AIM 1 -> From the text on building the truck roof rack, list the three sections that made up the uprights.

* START PAGE EXTRACT *

The uprights were made in three sections: bases, posts, and tops. The tops were simple square tubing sections that provided a flat area for the H section to attach to.
The bases and posts were quite complex. The bases started as flat stock that was cut into skinnier sections then welded together at an offset to account for the ridge of the bed rails. Once those were cut and welded, the posts could be measured and tacked on to test fit the angles. Once the angles were confirmed, all of the pieces were tacked together to ensure fitment and function.
Everything looked good, so Vic went to work on welding the structures together for each side. After he was finished, Rachael and I made ourselves useful by grinding the welds and prepping for paint. After a coat of flat black, the rack looks like it was made by Toyota.
Once painted, the uprights were slid under the topper and secured to the bed rails using the existing hardware. We made sure to drill a hole for the stock “pin” that sticks up from the bed rails and gives the topper a place to sit. The NWOR H section was bolted to the new uprights using some hardware laying around the shop and everything fit really well. We bolted the tent on and secured our roof top box for a winter full of adventure.
The Finished Product
The result is a fully functional and visually appealing rack that has served us well thus far down the road. It has endured rough roads, rock crawling and crazy winds and it still holds together and does its job. Due to the required flat bar needed for the topper to sit flush on the bed rails, the rack “racks” a little side to side. We have remedied this by installing pipe insulation on all 4-corners and it seems to have mitigated the tippiness quite a bit.We will likely add more pipe insulation to 2 other posts to further protect the top.
An area that we might improve on later is adding some expanded metal to the area in front of our tent so we can stack firewood, camp chairs, or whatever else comes up. Other than that, we plan to really enjoy the functionality of a usable roof on our 1st Generation 4Runner.

* END PAGE EXTRACT *

AIM 2 -> In the records, render the lines from the one holding "Target: black baseball cap" through the one holding "(1077, 112)", inclusive, as a JSON list of strings, one string per line, omitting blank lines.

* START PROVIDED RECORDS *

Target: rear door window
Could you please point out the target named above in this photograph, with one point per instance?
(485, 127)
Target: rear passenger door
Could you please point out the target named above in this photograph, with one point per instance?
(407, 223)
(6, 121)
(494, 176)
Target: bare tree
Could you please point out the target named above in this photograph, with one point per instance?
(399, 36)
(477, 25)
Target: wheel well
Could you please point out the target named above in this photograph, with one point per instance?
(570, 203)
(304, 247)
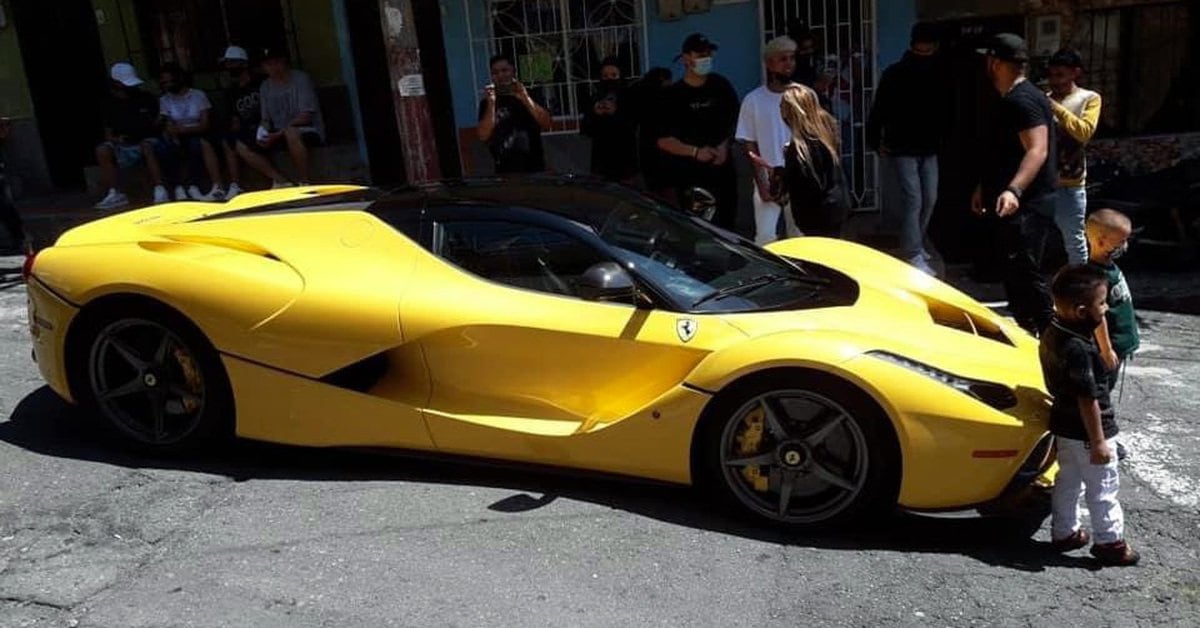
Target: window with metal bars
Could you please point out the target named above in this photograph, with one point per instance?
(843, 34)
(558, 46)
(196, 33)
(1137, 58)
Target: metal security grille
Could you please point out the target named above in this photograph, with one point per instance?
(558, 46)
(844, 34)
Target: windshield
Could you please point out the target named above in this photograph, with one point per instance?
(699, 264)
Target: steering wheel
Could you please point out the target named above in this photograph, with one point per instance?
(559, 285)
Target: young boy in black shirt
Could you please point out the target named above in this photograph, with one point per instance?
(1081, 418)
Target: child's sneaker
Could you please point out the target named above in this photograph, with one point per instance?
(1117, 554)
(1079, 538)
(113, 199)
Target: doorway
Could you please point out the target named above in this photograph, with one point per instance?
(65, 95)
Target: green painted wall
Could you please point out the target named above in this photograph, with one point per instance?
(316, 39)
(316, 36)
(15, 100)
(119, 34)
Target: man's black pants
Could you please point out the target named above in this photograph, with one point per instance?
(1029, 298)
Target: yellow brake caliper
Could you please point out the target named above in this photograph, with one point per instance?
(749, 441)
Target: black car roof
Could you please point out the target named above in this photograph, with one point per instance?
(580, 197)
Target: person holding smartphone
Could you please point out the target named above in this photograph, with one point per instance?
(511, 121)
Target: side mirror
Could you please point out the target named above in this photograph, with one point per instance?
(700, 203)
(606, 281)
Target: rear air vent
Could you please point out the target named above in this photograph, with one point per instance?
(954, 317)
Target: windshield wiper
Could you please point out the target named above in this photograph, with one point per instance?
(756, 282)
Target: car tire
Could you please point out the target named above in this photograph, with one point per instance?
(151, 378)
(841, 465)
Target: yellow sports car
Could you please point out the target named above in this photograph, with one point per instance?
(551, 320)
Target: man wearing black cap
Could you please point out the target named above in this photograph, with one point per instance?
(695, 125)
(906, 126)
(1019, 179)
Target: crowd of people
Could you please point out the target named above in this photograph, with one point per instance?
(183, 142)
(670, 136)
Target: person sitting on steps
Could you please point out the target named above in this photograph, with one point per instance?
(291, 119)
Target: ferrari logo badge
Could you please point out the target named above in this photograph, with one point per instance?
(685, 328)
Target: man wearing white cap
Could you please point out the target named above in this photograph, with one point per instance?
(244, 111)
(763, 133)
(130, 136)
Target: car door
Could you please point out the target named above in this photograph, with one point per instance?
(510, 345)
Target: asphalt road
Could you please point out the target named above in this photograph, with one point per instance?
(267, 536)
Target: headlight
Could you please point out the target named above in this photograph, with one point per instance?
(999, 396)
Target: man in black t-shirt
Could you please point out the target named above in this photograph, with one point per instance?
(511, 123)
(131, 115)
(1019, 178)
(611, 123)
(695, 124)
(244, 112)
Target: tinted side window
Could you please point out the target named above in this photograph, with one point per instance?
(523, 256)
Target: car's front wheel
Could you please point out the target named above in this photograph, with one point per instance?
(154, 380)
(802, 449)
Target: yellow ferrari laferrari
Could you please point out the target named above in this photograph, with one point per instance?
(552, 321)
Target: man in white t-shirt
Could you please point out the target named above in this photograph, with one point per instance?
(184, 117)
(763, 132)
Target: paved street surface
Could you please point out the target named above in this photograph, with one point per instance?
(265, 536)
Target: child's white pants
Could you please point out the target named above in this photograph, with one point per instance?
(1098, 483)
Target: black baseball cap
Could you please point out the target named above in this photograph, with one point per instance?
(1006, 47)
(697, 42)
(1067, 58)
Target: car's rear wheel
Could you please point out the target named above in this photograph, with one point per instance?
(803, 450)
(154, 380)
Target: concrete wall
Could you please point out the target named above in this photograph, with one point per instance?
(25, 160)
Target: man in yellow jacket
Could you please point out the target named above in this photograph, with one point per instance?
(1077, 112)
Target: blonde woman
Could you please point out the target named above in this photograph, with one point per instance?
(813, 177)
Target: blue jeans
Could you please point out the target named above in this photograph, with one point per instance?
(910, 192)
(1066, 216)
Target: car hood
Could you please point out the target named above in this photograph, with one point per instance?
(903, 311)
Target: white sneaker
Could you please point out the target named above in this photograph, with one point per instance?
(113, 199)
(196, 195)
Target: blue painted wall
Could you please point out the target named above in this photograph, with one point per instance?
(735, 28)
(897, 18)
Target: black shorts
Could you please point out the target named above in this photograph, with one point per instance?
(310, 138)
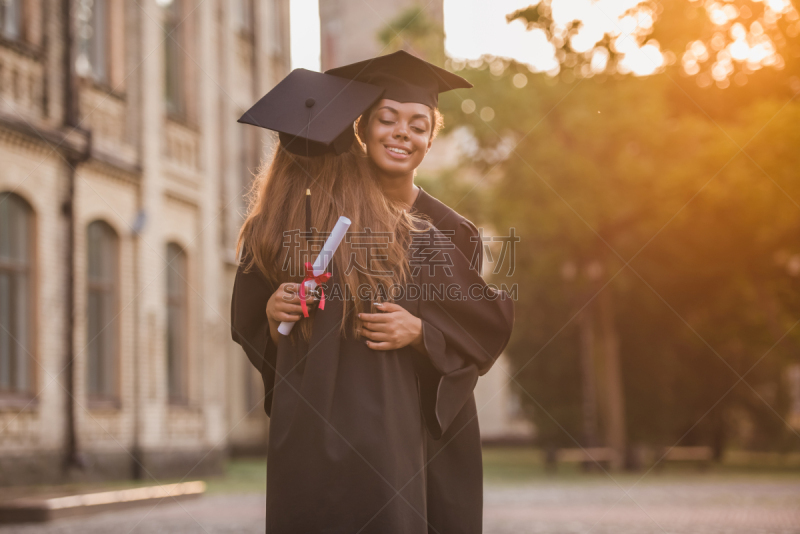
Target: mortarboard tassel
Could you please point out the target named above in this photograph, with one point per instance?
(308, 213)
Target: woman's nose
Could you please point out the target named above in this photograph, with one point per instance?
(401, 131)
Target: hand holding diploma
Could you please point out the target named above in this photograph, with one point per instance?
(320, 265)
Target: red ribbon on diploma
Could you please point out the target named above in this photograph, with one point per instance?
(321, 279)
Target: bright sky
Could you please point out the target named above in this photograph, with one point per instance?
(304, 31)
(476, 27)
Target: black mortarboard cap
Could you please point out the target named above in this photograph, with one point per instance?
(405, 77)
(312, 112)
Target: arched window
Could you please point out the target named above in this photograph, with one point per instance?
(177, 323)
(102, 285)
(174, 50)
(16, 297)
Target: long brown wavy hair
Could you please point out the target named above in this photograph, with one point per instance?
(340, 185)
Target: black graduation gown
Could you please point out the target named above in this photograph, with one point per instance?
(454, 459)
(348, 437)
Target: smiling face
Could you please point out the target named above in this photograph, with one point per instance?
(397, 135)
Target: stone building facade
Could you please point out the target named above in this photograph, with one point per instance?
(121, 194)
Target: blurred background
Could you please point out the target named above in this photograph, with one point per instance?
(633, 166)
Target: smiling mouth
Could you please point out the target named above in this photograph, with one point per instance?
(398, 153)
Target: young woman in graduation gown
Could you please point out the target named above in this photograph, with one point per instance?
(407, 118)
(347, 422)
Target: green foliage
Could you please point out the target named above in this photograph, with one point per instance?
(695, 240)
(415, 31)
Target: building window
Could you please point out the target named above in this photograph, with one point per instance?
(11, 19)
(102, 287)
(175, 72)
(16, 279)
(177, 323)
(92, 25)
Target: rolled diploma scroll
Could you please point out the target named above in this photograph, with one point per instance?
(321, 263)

* END PROVIDED RECORDS *
* START PROVIDED RECORDS *

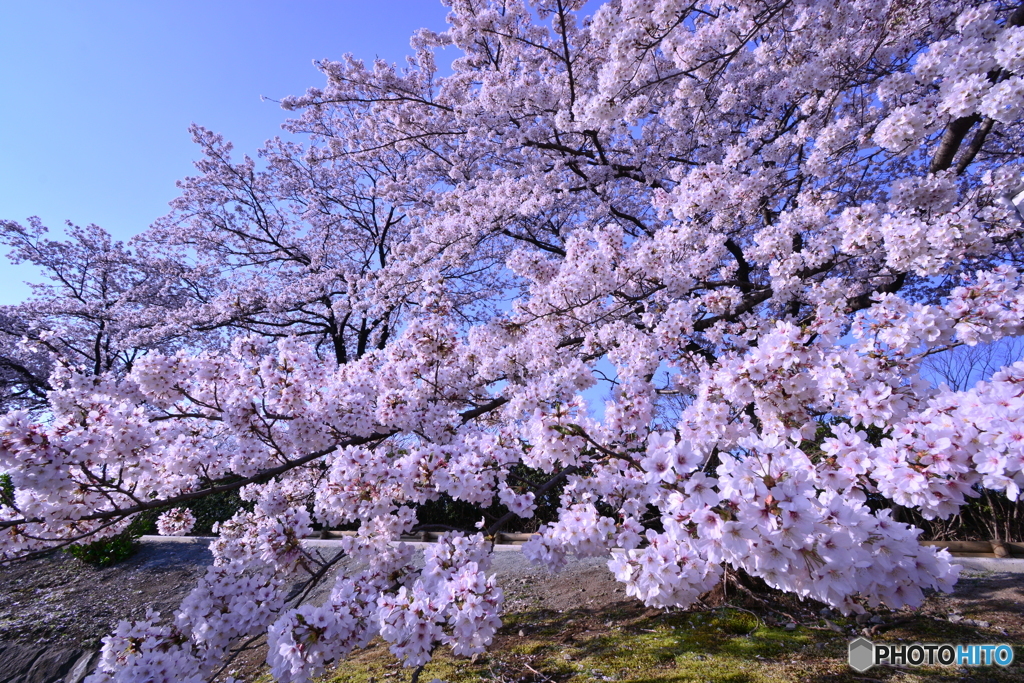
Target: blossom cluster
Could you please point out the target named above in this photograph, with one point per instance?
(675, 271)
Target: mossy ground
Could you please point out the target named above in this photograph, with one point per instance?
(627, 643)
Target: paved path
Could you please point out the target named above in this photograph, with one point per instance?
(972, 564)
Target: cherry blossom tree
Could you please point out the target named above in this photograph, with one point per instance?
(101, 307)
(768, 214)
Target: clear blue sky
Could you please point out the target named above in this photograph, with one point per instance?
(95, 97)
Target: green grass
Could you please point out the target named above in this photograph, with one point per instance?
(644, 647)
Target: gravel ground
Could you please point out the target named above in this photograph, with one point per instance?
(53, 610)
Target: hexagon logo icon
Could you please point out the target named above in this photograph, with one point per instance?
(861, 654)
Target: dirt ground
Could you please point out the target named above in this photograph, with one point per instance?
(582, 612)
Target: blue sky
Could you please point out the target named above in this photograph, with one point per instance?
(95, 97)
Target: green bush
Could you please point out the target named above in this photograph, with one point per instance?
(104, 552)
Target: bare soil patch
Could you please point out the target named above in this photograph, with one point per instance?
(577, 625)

* END PROVIDED RECORDS *

REPLY 1 -> Bases, posts, tops

REPLY 2 ->
[
  "Target: black baseball cap",
  "Could you please point out the target named above in this photograph, with one point per instance?",
  "(1006, 47)",
  "(697, 42)",
  "(1067, 58)",
  "Target: car's rear wheel",
  "Could you please point out the target named above in this photograph, with one point per instance?",
  "(803, 450)",
  "(154, 380)",
  "Target: concrete wall",
  "Could you please point out the target named above in this photograph, with one point per instance?",
  "(25, 160)",
  "Target: man in yellow jacket",
  "Could you please point out the target named above in this photograph, with one point per instance?",
  "(1077, 112)"
]